Copy the listing from its first line through the line containing "(1243, 572)", inclusive, keeping the requests. Multiply every point coordinate in the answers by 2 and round to whole numbers, halves up. Leave out the pictures.

[Stored records]

* * *

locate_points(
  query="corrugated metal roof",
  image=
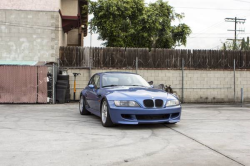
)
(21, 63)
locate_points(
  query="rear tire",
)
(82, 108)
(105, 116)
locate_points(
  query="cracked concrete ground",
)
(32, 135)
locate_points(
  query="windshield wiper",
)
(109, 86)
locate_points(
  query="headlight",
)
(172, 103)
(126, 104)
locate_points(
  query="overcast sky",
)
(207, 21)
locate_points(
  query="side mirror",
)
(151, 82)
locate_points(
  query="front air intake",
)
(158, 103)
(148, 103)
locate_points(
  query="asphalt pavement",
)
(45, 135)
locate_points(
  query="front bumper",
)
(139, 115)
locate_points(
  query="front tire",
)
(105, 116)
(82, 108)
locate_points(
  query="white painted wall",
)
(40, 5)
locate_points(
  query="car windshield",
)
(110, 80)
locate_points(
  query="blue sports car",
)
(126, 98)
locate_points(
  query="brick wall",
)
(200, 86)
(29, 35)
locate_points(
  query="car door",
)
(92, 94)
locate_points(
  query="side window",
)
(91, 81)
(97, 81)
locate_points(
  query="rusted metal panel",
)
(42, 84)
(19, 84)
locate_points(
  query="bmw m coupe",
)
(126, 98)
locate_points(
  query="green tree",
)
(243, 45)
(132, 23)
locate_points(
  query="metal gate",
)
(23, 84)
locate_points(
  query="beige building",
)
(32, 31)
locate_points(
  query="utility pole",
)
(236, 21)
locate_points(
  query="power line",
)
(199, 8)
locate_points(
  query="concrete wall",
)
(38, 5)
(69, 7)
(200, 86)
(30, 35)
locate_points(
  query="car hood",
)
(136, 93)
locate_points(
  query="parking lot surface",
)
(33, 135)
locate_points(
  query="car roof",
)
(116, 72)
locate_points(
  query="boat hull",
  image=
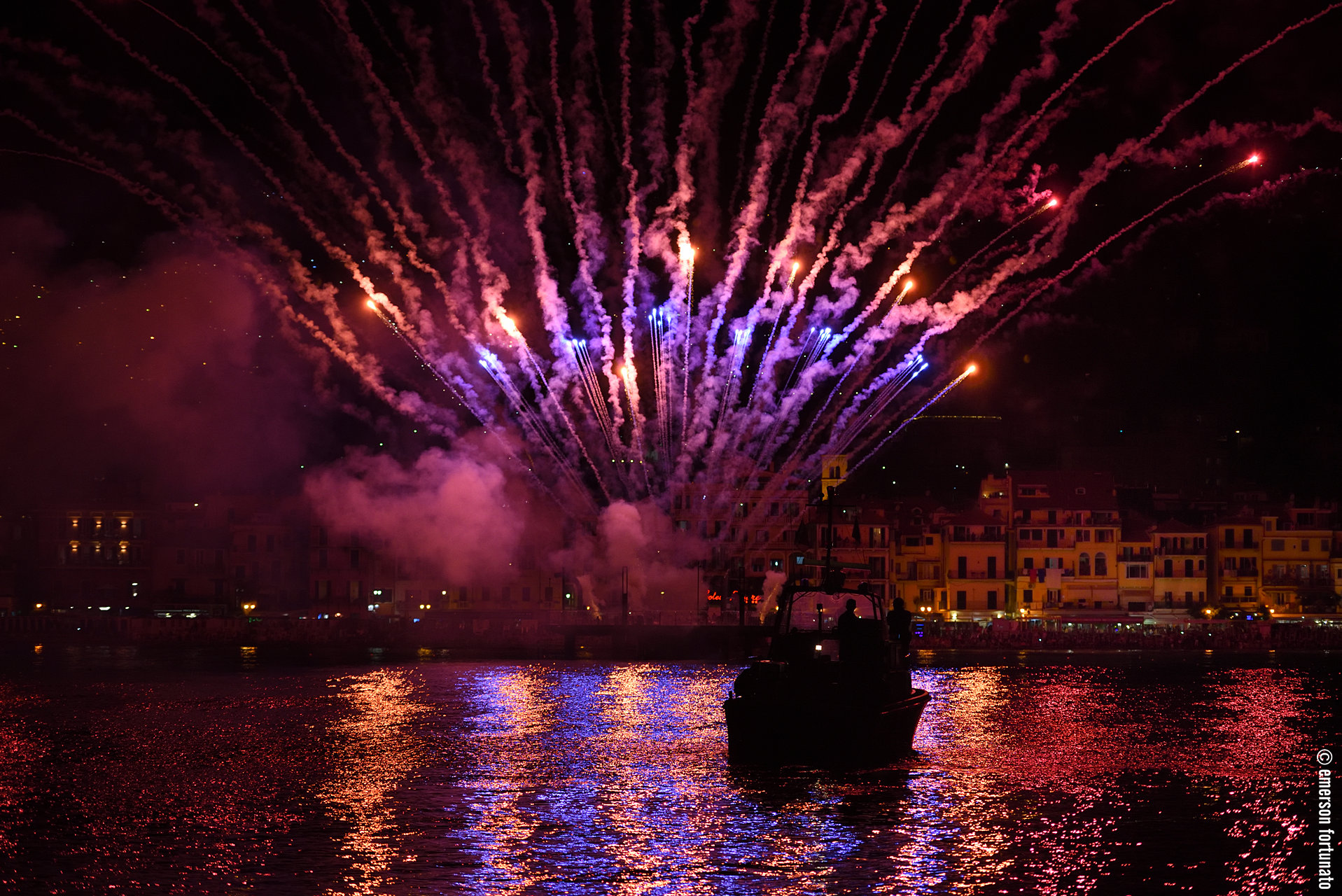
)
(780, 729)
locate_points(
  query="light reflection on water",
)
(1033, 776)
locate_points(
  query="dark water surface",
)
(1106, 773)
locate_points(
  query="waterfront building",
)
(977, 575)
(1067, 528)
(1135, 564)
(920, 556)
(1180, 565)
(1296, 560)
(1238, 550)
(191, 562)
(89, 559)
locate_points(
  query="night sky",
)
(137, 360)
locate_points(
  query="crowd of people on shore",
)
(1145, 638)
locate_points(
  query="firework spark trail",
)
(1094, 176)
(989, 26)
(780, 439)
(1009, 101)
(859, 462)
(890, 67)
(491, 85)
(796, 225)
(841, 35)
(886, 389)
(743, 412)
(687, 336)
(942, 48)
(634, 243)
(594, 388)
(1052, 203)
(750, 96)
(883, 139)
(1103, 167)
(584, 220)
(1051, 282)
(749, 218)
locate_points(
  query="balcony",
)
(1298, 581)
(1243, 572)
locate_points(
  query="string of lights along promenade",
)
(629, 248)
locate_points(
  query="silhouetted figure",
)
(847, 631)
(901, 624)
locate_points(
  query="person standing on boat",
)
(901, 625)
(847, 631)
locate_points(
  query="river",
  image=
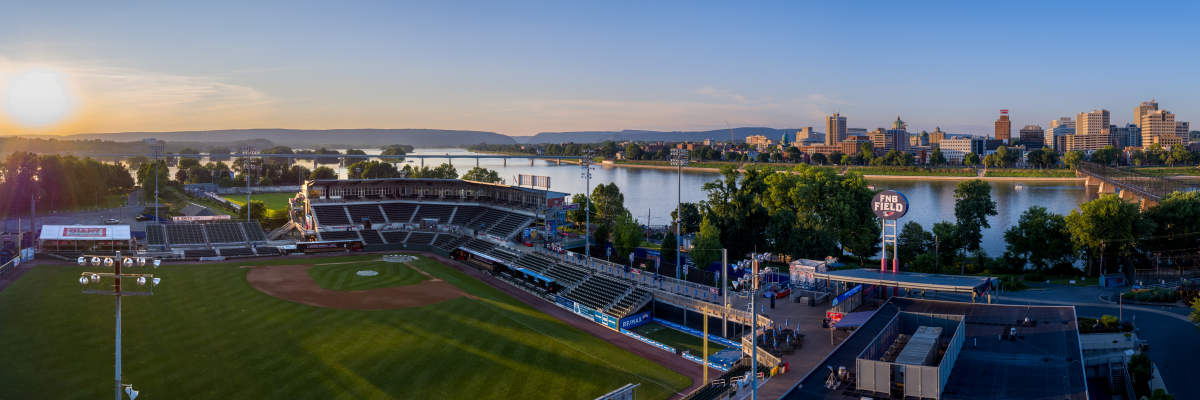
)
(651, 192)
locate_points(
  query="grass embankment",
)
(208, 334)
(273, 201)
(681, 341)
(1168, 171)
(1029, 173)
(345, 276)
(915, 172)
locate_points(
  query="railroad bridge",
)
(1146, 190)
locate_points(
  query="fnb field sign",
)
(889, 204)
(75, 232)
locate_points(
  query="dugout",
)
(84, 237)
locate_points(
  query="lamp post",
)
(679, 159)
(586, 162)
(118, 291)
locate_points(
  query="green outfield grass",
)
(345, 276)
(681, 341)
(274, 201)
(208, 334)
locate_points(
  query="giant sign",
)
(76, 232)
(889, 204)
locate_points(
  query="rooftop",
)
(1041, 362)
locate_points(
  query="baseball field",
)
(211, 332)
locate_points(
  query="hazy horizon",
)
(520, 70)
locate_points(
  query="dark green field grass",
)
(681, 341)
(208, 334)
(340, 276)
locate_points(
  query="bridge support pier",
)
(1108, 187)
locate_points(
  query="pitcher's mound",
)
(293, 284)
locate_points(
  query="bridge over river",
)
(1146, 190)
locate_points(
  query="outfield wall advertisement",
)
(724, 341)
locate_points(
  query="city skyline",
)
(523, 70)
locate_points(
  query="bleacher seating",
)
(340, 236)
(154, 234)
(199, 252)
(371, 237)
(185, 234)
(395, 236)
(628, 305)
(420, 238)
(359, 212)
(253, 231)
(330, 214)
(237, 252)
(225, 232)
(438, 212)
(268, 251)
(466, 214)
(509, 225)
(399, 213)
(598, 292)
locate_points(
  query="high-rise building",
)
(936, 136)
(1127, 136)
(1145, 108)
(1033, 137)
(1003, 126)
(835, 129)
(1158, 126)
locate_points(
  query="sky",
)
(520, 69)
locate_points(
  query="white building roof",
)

* * *

EXERCISE RESULT
locate_points(
  query="corrugated metal roof",
  image=
)
(42, 126)
locate_points(
  query="rear tire",
)
(164, 216)
(210, 232)
locate_points(
  query="cracked concrete ground",
)
(64, 270)
locate_points(
  query="windshield wiper",
)
(218, 172)
locate_points(
  query="headlight",
)
(344, 206)
(252, 208)
locate_points(
  query="overcast sky",
)
(414, 42)
locate_points(
  query="side mirror",
)
(302, 164)
locate_points(
  query="front air intake",
)
(316, 206)
(296, 206)
locate_points(
  query="asphalt pavement",
)
(90, 270)
locate_points(
  query="front bumper",
)
(278, 230)
locate_points(
  query="front tire",
)
(210, 232)
(164, 216)
locate_points(
  query="white painted wall",
)
(80, 10)
locate_points(
  query="car windshield",
)
(220, 160)
locate_points(
  query="blue sports car",
)
(252, 196)
locate_points(
  query="brick wall",
)
(400, 172)
(58, 70)
locate_points(
  query="car door",
)
(184, 188)
locate_points(
  query="side window",
)
(182, 162)
(194, 162)
locate_points(
  query="rusted metal panel",
)
(84, 168)
(38, 168)
locate_points(
  query="bmw m coupe",
)
(252, 196)
locate_points(
  query="green tree",
)
(486, 90)
(264, 46)
locate_points(
  query="metal gate",
)
(46, 168)
locate_points(
  query="beige building",
)
(64, 62)
locate_points(
  query="utility pole",
)
(472, 42)
locate_points(
  query="power line",
)
(398, 16)
locate_points(
  query="concrete wall",
)
(76, 10)
(138, 14)
(400, 172)
(60, 70)
locate_points(
  query="car hood",
)
(272, 186)
locate_points(
  query="parking lot surface",
)
(66, 270)
locate_points(
  query="car roof",
)
(232, 144)
locate_points(
  query="boat hull",
  image=
)
(1560, 1458)
locate_points(
  query="light reflection on water",
)
(2066, 1552)
locate_points(
  query="dark water surface",
)
(2212, 1546)
locate_points(
  query="waterfront building",
)
(1954, 1150)
(2134, 1056)
(2270, 1128)
(1840, 1112)
(2360, 1130)
(2592, 1120)
(2476, 1100)
(382, 1124)
(178, 1118)
locate_points(
  query="night sky",
)
(274, 720)
locate_points(
  query="crowd of people on shore",
)
(2290, 1276)
locate_points(
  query="firework spark trail",
)
(2188, 352)
(1978, 52)
(1560, 878)
(2018, 202)
(1718, 924)
(1780, 134)
(982, 170)
(1592, 450)
(1682, 70)
(1772, 778)
(1486, 824)
(1374, 672)
(1884, 96)
(1268, 486)
(1188, 776)
(2104, 406)
(1500, 192)
(1766, 278)
(2206, 334)
(1168, 440)
(2102, 564)
(1498, 436)
locate_points(
  query="balcony",
)
(2596, 1162)
(2486, 1144)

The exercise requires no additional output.